Work item:
Retype the data in its entirety, with no word changed.

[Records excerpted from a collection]
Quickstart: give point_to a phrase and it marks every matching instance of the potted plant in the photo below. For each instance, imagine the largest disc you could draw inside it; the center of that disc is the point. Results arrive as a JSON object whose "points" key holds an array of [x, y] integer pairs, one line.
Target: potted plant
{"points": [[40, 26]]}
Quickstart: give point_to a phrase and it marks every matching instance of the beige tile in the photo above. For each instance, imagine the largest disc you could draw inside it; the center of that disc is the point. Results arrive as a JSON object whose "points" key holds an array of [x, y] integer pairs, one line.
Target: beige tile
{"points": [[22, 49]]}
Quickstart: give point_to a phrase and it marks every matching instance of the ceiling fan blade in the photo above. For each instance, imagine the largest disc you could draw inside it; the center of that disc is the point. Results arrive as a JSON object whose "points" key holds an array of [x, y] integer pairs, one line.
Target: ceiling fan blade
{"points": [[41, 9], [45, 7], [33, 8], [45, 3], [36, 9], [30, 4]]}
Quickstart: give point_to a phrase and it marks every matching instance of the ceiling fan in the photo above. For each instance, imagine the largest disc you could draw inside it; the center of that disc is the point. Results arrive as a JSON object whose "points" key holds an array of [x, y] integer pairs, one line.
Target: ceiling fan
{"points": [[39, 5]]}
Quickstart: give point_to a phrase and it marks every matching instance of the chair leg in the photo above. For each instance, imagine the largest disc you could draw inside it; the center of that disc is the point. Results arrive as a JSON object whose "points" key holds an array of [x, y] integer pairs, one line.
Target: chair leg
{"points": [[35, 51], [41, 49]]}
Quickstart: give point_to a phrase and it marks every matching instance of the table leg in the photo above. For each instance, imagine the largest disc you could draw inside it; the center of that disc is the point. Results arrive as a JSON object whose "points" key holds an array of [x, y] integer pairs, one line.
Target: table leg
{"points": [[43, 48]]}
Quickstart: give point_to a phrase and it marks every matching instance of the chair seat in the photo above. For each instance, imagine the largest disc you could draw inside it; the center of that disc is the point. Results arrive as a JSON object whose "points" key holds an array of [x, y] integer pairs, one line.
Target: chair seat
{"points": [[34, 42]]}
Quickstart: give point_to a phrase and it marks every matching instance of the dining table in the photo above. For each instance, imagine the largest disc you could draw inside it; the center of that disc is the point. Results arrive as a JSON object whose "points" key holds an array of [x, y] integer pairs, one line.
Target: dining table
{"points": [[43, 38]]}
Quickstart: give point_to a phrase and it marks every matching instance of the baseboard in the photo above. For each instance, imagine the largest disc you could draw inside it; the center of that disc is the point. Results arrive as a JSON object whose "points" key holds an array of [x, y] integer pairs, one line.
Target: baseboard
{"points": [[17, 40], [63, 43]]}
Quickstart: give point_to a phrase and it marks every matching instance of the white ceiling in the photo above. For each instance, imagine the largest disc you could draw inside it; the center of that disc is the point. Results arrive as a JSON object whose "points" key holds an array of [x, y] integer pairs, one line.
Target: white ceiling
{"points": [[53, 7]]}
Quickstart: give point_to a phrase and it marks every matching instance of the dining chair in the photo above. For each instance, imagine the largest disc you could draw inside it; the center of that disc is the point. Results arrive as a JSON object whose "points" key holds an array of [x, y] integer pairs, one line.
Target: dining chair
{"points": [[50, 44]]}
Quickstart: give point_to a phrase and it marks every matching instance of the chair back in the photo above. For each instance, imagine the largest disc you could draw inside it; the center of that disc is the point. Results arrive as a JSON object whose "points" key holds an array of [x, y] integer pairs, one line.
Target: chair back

Problem solution:
Quickstart: give point_to a phrase and it marks every matching instance of the potted plant in the photo below. For each instance, imagine the largest disc you could draw inside it; the center of that disc is the point. Results arrive as a JSON object whose "points" key holds an array of [x, y] integer pairs, one line.
Target: potted plant
{"points": [[40, 26]]}
Quickstart: give point_to a phrase and it marks every matching instance of the beige tile in the photo above. For each instance, imagine the largest disc you could draw inside it; the center of that disc is the point. Results arrive as a JSON object whose "points" key holds an array of [x, y] integer pairs, one line.
Target: beige tile
{"points": [[22, 49]]}
Quickstart: give point_to a phrase and it marks every matching instance of the ceiling fan blade in the photo above. For each instance, imagine the largest disc you could draw inside it; the center of that disc is the point. Results arrive as a JSON object whose "points" key holds an array of [x, y] integer pairs, one line.
Target: ceiling fan blade
{"points": [[41, 9], [45, 7], [33, 8], [45, 3], [36, 9], [30, 4]]}
Quickstart: give point_to a phrase and it marks every matching instance of the ceiling fan in the photo above. For each instance, imagine the largest disc you could draw inside it; the center of that disc is the point. Results arrive as a JSON object whose "points" key holds an array of [x, y] integer pairs, one line.
Target: ceiling fan
{"points": [[39, 5]]}
Quickstart: give point_to a phrase and it marks every matching instance of the chair leg in the photo above. For each instance, imagine the largest disc you could draw inside it; the center of that disc is the point. Results arrive as a JSON object whose "points" key holds an array of [x, y] integer pairs, one line.
Target: chair leg
{"points": [[35, 51], [41, 49]]}
Quickstart: give point_to a phrase and it marks every matching instance of the table leg in the photo above. For each instance, imagine the largest disc you could draw inside it; the center of that disc is the point. Results arrive as a JSON object whose "points" key holds an array of [x, y] integer pairs, one line.
Target: table leg
{"points": [[43, 48]]}
Quickstart: give point_to a phrase and it marks every matching instance of the chair seat in the photo above. For each instance, imagine the largest disc you could draw inside it; the center of that disc is the point. Results arrive as a JSON object whose "points" key holds an array of [x, y] integer pairs, one line.
Target: chair seat
{"points": [[34, 42]]}
Quickstart: give point_to a phrase and it marks every matching instance of the dining table in the photo above. For each instance, imagine the largest disc you could draw inside it; the center of that disc is the point. Results arrive as a JSON object whose "points" key holds an array of [x, y] integer pairs, one line.
Target: dining table
{"points": [[43, 38]]}
Quickstart: give point_to a phrase and it marks every matching instance of the baseboard in the photo above. For each instance, imagine the largest disc you could draw inside it; the center of that disc is the point. Results arrive as a JSON object whose "points" key holds an array of [x, y] integer pairs, one line.
Target: baseboard
{"points": [[17, 40], [63, 43]]}
Quickstart: give point_to a phrase and it marks every matching instance of the white ceiling in the photo above. For each instance, imagine the largest disc you could draw inside it; the center of that disc is the point. Results arrive as a JSON object whose "points" key holds an array of [x, y] integer pairs, one line.
Target: white ceiling
{"points": [[53, 7]]}
Quickstart: give point_to a phrase and it marks every matching instance of the dining chair in the photo above. For each instance, imagine the largest disc you could draw inside it; the center of that disc is the point. Results arrive as a JSON object whose "points" key holds an array of [x, y] integer pairs, one line.
Target: dining chair
{"points": [[50, 44]]}
Quickstart: give point_to a phrase and it marks every matching instance of the chair back in the photo above. For each instance, imagine the largest disc you could draw inside it; the center of that disc is the point. Results arrive as a JSON object whose "points" key holds an array of [x, y] integer pairs, one line.
Target: chair back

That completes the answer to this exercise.